EXERCISE REQUIREMENTS> Each of the entries should be output exactly, with nothing left out.

Collected data>
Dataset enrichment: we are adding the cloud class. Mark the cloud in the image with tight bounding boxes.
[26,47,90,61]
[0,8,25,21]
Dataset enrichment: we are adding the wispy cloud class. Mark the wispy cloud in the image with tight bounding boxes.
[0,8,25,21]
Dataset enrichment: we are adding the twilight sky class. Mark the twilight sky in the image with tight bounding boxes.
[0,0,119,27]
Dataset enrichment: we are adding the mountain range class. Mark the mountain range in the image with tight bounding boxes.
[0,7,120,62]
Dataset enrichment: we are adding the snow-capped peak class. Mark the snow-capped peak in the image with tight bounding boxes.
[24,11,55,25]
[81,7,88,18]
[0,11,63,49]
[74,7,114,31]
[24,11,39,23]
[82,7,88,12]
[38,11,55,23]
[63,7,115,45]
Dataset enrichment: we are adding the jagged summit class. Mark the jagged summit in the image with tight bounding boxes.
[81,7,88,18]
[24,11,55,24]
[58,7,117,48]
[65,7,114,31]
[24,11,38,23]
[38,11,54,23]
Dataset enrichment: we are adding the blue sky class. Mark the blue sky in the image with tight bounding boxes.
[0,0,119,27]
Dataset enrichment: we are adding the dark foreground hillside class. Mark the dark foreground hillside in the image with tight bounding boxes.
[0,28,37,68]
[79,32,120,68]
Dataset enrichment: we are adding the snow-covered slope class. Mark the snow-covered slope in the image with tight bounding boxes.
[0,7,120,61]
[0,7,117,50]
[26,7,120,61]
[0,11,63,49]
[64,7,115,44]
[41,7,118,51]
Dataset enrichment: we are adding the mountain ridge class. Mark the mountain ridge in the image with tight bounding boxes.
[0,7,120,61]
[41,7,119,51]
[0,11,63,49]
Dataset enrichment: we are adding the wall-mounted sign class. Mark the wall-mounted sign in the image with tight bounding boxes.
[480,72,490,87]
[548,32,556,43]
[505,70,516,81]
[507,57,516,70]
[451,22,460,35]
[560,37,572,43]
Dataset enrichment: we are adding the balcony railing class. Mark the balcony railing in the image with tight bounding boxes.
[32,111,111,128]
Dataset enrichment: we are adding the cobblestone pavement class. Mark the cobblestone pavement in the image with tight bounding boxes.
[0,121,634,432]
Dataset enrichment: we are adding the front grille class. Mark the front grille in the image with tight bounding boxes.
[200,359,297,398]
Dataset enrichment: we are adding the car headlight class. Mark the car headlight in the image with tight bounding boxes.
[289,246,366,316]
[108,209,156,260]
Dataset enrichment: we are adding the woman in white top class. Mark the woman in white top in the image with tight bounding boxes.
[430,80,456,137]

REPLY>
Dataset enrichment: we are adding the cloud class. Mark the cloud in the image with tight bounding boxes.
[26,47,90,61]
[0,8,25,21]
Dataset enrichment: we are adding the wispy cloud class. Mark the wispy cloud in the image with tight bounding boxes.
[0,8,25,21]
Dataset enrichment: we are adding the twilight sky class. Mark the twilight sky in the image with tight bounding boxes.
[0,0,119,27]
Dataset enrichment: we are adding the mountain range class. Mark the mountain range in the image with tight bounding boxes.
[0,7,120,62]
Dataset enrichment: we are adding the snow-capped peak class. Mark the snow-capped peak in the image with tight bounding boxes.
[24,11,55,25]
[81,7,88,18]
[0,11,63,49]
[74,7,114,31]
[24,11,39,23]
[82,7,88,12]
[38,11,55,23]
[63,7,115,45]
Dataset enrichment: we are adding the jagged summit class. Mark the jagged summit in the image with tight bounding boxes.
[81,7,88,18]
[24,11,55,24]
[58,7,117,48]
[65,7,114,31]
[24,11,38,23]
[38,11,54,23]
Dataset enrichment: we are adding the blue sky class. Mark the blue sky in the image with tight bounding boxes.
[0,0,119,27]
Dataset enrichment: we are adding the dark foreground hillside class. Mark the dark foreground hillside in the image with tight bounding boxes.
[0,28,37,68]
[79,32,120,68]
Dataset enrichment: we are adding the snow-covered slope class. Mark the snow-covered slope in the image with tight bounding boxes.
[0,7,120,61]
[0,7,117,50]
[26,7,120,61]
[0,11,63,49]
[64,7,115,44]
[41,7,118,51]
Dataset enrichment: we are adding the mountain ridge class. Mark the mountain ridge in the image with tight bounding boxes.
[0,7,120,61]
[41,7,119,51]
[0,11,63,49]
Dataset enrichment: we are adding the wall-mounted sign class. Mark the wall-mounted sign in the image with tight bounding boxes.
[480,72,490,87]
[548,32,556,43]
[505,70,516,81]
[507,57,516,70]
[451,22,460,35]
[560,37,572,43]
Dataset enrichment: we are adding the balcony railing class. Mark the balcony railing in the image with tight bounding boxes.
[32,111,111,128]
Dataset enrichment: we are adding the cobblestone pavement class. Mark the cobblestone pavement in the image with tight bounding boxes.
[0,121,634,432]
Dataset enrichment: we are adding the front grille class. Mark the front grille in the image with tight bounding boxes.
[200,359,297,398]
Dataset enrichment: we are adding the car headlight class. Mark the car headlight in the image with tight bounding boxes.
[289,246,366,316]
[108,209,156,260]
Dataset enrichment: we are adding the woman in white top class. Mark the woman in white top in the image with tight bounding boxes.
[430,80,456,137]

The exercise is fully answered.